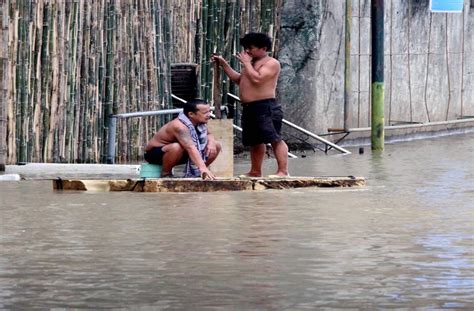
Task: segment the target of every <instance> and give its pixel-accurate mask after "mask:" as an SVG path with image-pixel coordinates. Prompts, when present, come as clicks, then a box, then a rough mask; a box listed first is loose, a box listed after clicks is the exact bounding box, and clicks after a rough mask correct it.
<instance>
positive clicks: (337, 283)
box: [0, 134, 474, 310]
mask: <svg viewBox="0 0 474 311" xmlns="http://www.w3.org/2000/svg"><path fill="white" fill-rule="evenodd" d="M368 149H369V148H366V152H365V154H363V155H359V154H357V150H354V151H355V153H354V154H352V155H349V156H325V155H322V154H321V153H317V154H316V155H315V156H308V157H306V158H299V159H295V160H291V161H290V169H291V172H292V174H293V175H295V176H297V175H306V176H307V175H357V176H364V177H366V178H367V181H368V185H367V186H366V187H364V188H358V189H295V190H291V191H283V190H275V191H273V190H269V191H262V192H226V193H196V194H180V193H154V194H143V193H80V192H54V191H53V190H52V189H51V184H50V182H38V181H22V182H18V183H16V182H13V183H12V182H9V183H1V184H0V214H1V220H0V309H19V310H30V309H53V308H88V309H99V308H110V309H119V308H123V309H140V310H141V309H143V310H155V309H172V310H211V309H212V310H215V309H218V310H229V309H230V310H282V309H287V310H304V309H309V310H315V309H325V308H358V309H385V308H405V309H417V308H422V309H438V308H446V309H454V308H462V309H473V308H474V164H473V163H474V161H473V160H472V159H473V158H474V134H466V135H461V136H451V137H444V138H438V139H432V140H424V141H414V142H406V143H398V144H394V145H386V150H385V151H384V152H383V153H381V154H373V153H371V152H370V150H368ZM272 165H273V161H270V162H268V163H267V168H268V172H267V173H272V171H273V169H272ZM246 168H247V165H246V163H244V164H238V165H237V169H236V170H237V173H240V172H244V171H245V169H246Z"/></svg>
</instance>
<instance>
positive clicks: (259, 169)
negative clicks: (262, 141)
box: [246, 144, 267, 177]
mask: <svg viewBox="0 0 474 311" xmlns="http://www.w3.org/2000/svg"><path fill="white" fill-rule="evenodd" d="M266 150H267V147H266V146H265V144H258V145H254V146H251V147H250V163H251V164H250V171H249V172H248V173H247V174H246V175H247V176H251V177H260V176H262V164H263V159H264V157H265V151H266Z"/></svg>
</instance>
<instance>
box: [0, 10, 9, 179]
mask: <svg viewBox="0 0 474 311" xmlns="http://www.w3.org/2000/svg"><path fill="white" fill-rule="evenodd" d="M0 10H1V11H0V27H1V29H0V172H4V171H5V166H6V164H7V105H8V101H7V92H8V3H7V2H5V1H4V2H2V3H0Z"/></svg>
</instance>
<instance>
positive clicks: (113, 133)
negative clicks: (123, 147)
mask: <svg viewBox="0 0 474 311" xmlns="http://www.w3.org/2000/svg"><path fill="white" fill-rule="evenodd" d="M116 134H117V118H116V117H115V116H113V115H112V116H109V137H108V140H107V164H114V163H115V136H116Z"/></svg>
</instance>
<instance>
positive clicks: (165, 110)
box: [111, 108, 183, 119]
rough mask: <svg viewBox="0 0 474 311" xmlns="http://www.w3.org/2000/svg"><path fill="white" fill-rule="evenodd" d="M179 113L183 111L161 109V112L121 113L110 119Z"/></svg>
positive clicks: (120, 118) (179, 110)
mask: <svg viewBox="0 0 474 311" xmlns="http://www.w3.org/2000/svg"><path fill="white" fill-rule="evenodd" d="M181 111H183V109H182V108H176V109H163V110H156V111H141V112H128V113H121V114H115V115H112V116H111V117H114V118H119V119H125V118H135V117H147V116H157V115H162V114H173V113H180V112H181Z"/></svg>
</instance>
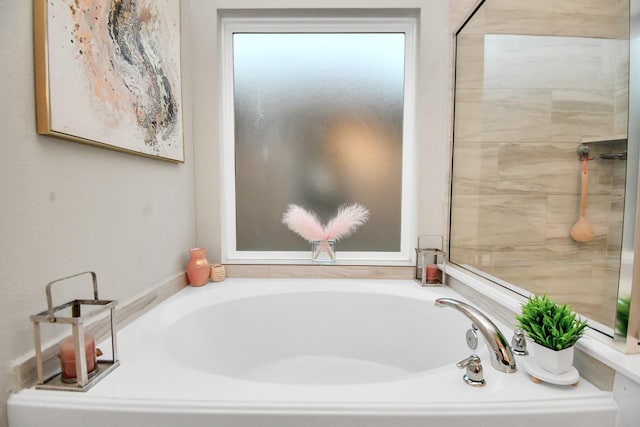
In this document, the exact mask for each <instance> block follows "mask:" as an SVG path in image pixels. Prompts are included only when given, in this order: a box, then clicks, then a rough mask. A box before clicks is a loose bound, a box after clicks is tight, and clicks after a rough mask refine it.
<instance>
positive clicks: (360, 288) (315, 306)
mask: <svg viewBox="0 0 640 427" xmlns="http://www.w3.org/2000/svg"><path fill="white" fill-rule="evenodd" d="M439 297H452V298H458V299H460V300H464V299H463V298H461V297H459V296H458V295H457V294H456V293H455V292H453V291H452V290H451V289H448V288H421V287H419V286H418V285H417V284H416V283H414V282H413V281H389V280H379V281H361V280H337V279H332V280H320V279H318V280H308V279H305V280H302V281H301V280H293V279H286V280H283V279H277V280H276V279H227V280H226V281H224V282H221V283H220V284H213V283H210V284H208V285H207V286H203V287H200V288H191V287H189V288H186V289H184V290H183V291H181V292H179V293H178V294H177V295H175V296H174V297H172V298H170V299H169V300H168V301H166V302H164V303H162V304H161V305H159V306H158V307H156V308H154V309H153V310H151V311H150V312H149V313H147V314H145V315H144V316H143V317H141V318H140V319H139V320H137V321H135V322H134V323H133V324H131V325H129V326H128V327H126V328H124V329H123V330H122V331H121V332H120V333H119V334H118V343H119V353H120V359H121V363H122V364H121V366H120V367H118V368H117V369H116V370H115V371H114V372H113V373H111V374H110V375H108V376H107V377H106V378H104V379H103V380H102V381H101V382H100V383H98V384H97V385H95V386H94V387H93V388H92V389H90V390H89V391H88V392H86V393H75V392H60V391H47V390H34V389H27V390H22V391H20V392H19V393H16V394H14V395H12V396H11V398H10V399H9V403H8V412H9V421H10V426H11V427H23V426H37V425H48V426H65V427H74V426H87V425H91V426H92V427H103V426H104V427H112V426H136V427H146V426H149V427H151V426H153V427H161V426H180V427H191V426H210V425H211V426H234V427H238V426H240V427H241V426H252V427H253V426H274V427H275V426H278V427H288V426H296V427H298V426H299V427H306V426H314V427H315V426H349V427H354V426H367V427H376V426H394V425H398V426H426V425H437V426H444V427H446V426H459V425H463V424H465V425H478V426H485V425H486V426H489V425H491V426H492V427H501V426H505V427H506V426H513V425H514V424H515V425H518V426H521V427H522V426H539V425H545V427H553V426H562V427H568V426H580V427H583V426H585V425H597V426H599V427H603V426H614V425H615V420H616V412H617V410H616V405H615V403H614V401H613V397H612V395H611V393H608V392H603V391H600V390H598V389H597V388H595V387H594V386H593V385H591V384H589V383H588V382H586V381H584V380H582V381H580V383H579V385H578V386H576V387H572V386H562V387H560V386H552V385H548V384H534V383H533V382H532V381H531V380H530V378H529V376H528V375H527V374H526V373H525V372H524V371H523V370H522V369H519V370H518V372H516V373H513V374H505V373H501V372H498V371H496V370H495V369H493V368H492V367H491V364H490V363H489V355H488V350H487V348H486V346H484V345H483V346H482V349H481V350H478V351H476V352H478V354H479V355H480V357H481V359H482V360H483V367H484V374H485V379H486V381H487V384H486V386H485V387H483V388H475V387H471V386H469V385H467V384H465V383H464V382H463V380H462V375H463V373H464V372H463V371H462V370H460V369H457V368H456V366H455V362H457V361H459V360H461V359H464V358H466V357H467V356H469V355H470V354H471V353H472V351H471V350H470V349H468V348H467V346H466V341H465V332H466V330H467V329H468V328H469V327H470V324H471V323H470V321H469V320H468V319H467V318H466V317H465V316H464V315H463V314H462V313H460V312H458V311H455V310H453V309H451V308H444V309H442V308H436V307H435V306H434V301H435V299H436V298H439ZM467 302H469V301H467ZM471 303H472V302H471ZM494 322H495V319H494ZM496 323H497V322H496ZM498 325H499V326H500V328H501V329H502V330H503V332H504V334H505V336H507V337H509V338H510V336H511V330H510V329H508V328H507V327H504V326H503V325H500V324H499V323H498ZM481 343H483V344H484V341H483V339H482V338H481ZM103 347H107V346H106V345H103Z"/></svg>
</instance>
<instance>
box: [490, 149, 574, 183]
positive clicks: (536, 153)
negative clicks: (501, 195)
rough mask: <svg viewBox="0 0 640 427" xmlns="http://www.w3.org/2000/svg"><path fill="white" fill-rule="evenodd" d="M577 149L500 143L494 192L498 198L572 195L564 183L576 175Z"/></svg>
mask: <svg viewBox="0 0 640 427" xmlns="http://www.w3.org/2000/svg"><path fill="white" fill-rule="evenodd" d="M575 160H576V145H575V144H570V145H569V144H564V145H563V144H550V143H547V142H537V143H536V142H534V143H520V142H513V143H500V144H499V150H498V169H497V174H498V180H497V182H498V183H497V190H498V192H499V193H500V194H520V193H527V194H538V195H547V194H575V192H576V190H577V184H576V183H575V182H572V181H567V179H566V178H567V177H568V176H571V175H572V174H574V173H575V172H576V165H575Z"/></svg>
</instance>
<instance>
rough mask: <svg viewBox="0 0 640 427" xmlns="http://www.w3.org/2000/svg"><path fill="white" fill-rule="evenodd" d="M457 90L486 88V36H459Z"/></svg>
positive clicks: (457, 46)
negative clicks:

• • •

**Exercise requirements**
Starting at the very first line, write out every line up to and including the one that contains "box: [0, 134, 474, 310]", word for word, leaving out the pictures.

**Answer space**
Task: segment the target of every <instance> and give its pixel-accurate mask after "mask:" as an SVG path with image-pixel coordinates. Prompts, when present, come as clicks, then a box, then a rough mask; a box listed first is loose, a box listed after clicks is the exact bounding box, and clicks after a rough mask correct it.
<instance>
positive clicks: (337, 283)
box: [0, 134, 474, 310]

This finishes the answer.